Imagina que nada más subirte en mi taxi me enamoro perdidamente de ti, del reflejo que proyectas en mi espejo, de tus ojos, de tu aliento, de tus flechas o de lo que fuera que tuvieras distinto al resto. Imagina que, víctima de ese embrujo, me trabajo tanto el trayecto y el diálogo que accedes a tomarte un café conmigo, una cerveza o una puesta de sol (aunque sólo fuera por la incertidumbre de mi tibieza). Que consigo descifrar y decirte lo que necesitas oír y manejar los tiempos según tu prisa. Que la primera cita se convierte en una segunda, y la segunda en quinta (en proporción directa al aumento en intensidad de nuestros ritmos cardiacos).
Imagina que, tras los citados trámites, consigo que tú también te enamores de mí (aunque a un ritmo más lento), que aquel trayecto iniciático, al fin, se convierte en deseos, sentimientos mutuos y un futuro convertible en presente perpetuo. Que acabamos viviendo juntos, compartiendo hipoteca, genes, bienes gananciales y champú. Que tenemos tantos hijos como tú quieras y tantos nietos como nuestros hijos quieran:
De la parada de taxis al panteón familiar.
Sólo quiero decir que la incertidumbre y el azar puede hacernos cambiar de vida en cualquier momento: Siempre hay que estar alerta, despiertos (incluso en sueños). Inyecciones de farlopa en cada ojo. Como metáfora, claro.

• _Material extraído_
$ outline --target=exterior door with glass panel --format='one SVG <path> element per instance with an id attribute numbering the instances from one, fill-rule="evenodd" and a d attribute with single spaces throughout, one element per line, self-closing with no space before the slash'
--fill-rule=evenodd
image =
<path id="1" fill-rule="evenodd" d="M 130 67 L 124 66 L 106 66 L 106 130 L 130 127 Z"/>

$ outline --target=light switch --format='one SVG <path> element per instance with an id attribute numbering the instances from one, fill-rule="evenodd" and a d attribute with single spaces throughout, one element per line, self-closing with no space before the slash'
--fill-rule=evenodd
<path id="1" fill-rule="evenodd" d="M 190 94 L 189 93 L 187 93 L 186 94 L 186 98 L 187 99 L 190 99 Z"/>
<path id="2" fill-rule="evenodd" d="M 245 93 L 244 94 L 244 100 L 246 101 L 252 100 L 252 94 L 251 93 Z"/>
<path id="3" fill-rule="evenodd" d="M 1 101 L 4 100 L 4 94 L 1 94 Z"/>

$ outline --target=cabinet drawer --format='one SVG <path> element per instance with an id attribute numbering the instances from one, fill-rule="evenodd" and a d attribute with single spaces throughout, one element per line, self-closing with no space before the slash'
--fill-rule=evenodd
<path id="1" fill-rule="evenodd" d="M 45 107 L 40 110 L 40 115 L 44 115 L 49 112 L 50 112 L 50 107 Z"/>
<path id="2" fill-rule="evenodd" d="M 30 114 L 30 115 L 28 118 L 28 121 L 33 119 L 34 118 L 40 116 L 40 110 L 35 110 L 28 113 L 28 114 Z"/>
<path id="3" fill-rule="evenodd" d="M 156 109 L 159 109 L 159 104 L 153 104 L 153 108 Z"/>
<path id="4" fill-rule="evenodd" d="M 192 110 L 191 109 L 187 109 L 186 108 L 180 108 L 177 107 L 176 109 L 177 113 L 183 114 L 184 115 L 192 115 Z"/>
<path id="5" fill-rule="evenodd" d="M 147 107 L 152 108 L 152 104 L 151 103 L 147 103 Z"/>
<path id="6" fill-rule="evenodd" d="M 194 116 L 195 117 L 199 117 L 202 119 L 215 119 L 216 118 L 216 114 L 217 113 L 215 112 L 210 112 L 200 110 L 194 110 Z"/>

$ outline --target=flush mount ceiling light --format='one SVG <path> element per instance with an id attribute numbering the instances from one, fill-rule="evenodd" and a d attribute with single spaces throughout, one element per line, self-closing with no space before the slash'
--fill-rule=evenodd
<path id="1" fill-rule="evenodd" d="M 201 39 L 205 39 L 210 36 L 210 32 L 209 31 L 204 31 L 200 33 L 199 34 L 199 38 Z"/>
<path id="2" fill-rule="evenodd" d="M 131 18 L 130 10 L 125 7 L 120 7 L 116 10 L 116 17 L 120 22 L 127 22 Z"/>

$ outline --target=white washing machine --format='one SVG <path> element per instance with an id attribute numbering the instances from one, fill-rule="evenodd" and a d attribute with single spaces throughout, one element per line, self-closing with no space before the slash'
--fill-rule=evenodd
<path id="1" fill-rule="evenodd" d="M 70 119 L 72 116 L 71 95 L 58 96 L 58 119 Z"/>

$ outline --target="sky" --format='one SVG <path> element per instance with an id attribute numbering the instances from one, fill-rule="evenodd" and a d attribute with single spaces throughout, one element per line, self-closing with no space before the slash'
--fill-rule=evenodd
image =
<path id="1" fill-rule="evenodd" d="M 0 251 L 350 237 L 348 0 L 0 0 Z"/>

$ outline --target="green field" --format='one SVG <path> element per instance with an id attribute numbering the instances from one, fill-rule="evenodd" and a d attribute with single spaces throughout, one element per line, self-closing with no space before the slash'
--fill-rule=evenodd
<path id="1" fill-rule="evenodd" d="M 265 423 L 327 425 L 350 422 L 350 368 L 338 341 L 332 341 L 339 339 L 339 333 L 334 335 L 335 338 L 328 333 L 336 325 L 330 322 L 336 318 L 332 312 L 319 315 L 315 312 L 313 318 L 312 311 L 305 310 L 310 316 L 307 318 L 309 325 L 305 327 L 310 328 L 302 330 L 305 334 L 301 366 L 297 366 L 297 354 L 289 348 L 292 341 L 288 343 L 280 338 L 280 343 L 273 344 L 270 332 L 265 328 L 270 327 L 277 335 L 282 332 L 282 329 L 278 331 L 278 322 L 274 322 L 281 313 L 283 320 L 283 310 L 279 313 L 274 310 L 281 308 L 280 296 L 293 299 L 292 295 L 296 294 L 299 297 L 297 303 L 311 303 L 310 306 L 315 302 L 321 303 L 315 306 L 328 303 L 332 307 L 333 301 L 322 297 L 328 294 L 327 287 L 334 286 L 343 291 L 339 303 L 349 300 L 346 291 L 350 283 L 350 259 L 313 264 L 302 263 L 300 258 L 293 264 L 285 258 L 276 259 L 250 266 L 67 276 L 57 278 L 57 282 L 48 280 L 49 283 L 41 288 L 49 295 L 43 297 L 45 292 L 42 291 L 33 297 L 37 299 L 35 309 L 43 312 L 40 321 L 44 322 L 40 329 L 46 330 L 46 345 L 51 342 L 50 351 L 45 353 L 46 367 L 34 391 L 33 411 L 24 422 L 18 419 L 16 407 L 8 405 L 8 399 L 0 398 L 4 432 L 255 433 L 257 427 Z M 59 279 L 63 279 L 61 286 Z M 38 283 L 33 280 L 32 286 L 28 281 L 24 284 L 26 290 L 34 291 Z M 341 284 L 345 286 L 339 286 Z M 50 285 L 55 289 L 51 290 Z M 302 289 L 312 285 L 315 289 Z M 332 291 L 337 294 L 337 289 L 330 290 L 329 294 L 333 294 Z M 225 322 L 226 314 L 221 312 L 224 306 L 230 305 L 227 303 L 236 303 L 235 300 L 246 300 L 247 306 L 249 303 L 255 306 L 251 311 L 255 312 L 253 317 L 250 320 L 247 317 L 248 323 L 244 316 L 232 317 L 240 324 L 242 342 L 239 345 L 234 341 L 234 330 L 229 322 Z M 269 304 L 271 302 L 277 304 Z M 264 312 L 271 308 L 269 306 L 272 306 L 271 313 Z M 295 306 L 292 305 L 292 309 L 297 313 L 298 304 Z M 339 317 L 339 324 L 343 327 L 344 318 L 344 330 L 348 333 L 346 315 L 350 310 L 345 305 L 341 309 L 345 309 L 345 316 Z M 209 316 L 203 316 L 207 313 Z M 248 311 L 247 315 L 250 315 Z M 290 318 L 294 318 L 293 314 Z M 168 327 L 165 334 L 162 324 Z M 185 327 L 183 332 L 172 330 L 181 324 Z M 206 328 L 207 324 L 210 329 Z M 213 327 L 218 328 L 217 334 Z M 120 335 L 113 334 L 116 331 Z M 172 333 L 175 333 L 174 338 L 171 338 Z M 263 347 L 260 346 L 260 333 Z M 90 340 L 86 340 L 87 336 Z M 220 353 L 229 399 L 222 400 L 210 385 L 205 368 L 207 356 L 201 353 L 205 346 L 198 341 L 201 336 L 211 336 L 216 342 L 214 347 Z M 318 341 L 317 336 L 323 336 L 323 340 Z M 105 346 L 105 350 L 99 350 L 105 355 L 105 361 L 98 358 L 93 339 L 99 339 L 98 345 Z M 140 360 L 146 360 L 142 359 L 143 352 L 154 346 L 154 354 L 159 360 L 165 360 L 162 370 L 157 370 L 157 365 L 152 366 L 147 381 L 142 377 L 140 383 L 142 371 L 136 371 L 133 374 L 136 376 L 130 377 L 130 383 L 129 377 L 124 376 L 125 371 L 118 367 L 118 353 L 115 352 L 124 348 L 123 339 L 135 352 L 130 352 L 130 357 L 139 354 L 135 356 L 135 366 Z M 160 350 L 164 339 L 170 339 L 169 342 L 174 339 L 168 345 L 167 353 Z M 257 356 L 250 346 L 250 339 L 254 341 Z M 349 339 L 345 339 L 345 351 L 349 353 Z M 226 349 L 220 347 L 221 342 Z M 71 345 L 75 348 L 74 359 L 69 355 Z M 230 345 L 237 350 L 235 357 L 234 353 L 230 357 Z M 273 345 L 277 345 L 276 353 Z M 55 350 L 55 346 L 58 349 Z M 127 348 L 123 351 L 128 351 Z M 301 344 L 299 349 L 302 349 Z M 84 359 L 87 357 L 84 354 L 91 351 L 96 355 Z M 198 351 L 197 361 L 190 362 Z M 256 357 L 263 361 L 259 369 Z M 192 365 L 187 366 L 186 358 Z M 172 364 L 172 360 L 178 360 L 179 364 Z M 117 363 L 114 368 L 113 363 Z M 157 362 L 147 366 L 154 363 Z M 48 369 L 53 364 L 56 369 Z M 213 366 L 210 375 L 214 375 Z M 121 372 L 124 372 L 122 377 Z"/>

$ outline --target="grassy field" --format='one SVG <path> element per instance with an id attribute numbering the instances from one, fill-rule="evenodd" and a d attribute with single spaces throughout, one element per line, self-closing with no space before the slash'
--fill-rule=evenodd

• _Tareas por hacer_
A) Transcribe sin cambios el pasaje del texto del taxi que va desde "Imagina que, tras" hasta "Como metáfora, claro.".
B) Responde a estas preguntas sobre el texto del taxi:
(i) ¿En qué se convierte la primera cita?
(ii) ¿Qué cosas acaban compartiendo los dos al vivir juntos?
(iii) ¿Qué puede hacernos cambiar de vida en cualquier momento?

• _Resultados en orden_
A)
Imagina que, tras los citados trámites, consigo que tú también te enamores de mí (aunque a un ritmo más lento), que aquel trayecto iniciático, al fin, se convierte en deseos, sentimientos mutuos y un futuro convertible en presente perpetuo. Que acabamos viviendo juntos, compartiendo hipoteca, genes, bienes gananciales y champú. Que tenemos tantos hijos como tú quieras y tantos nietos como nuestros hijos quieran:
De la parada de taxis al panteón familiar.
Sólo quiero decir que la incertidumbre y el azar puede hacernos cambiar de vida en cualquier momento: Siempre hay que estar alerta, despiertos (incluso en sueños). Inyecciones de farlopa en cada ojo. Como metáfora, claro.

B)
(i) En una segunda cita.
(ii) Hipoteca, genes, bienes gananciales y champú.
(iii) La incertidumbre y el azar.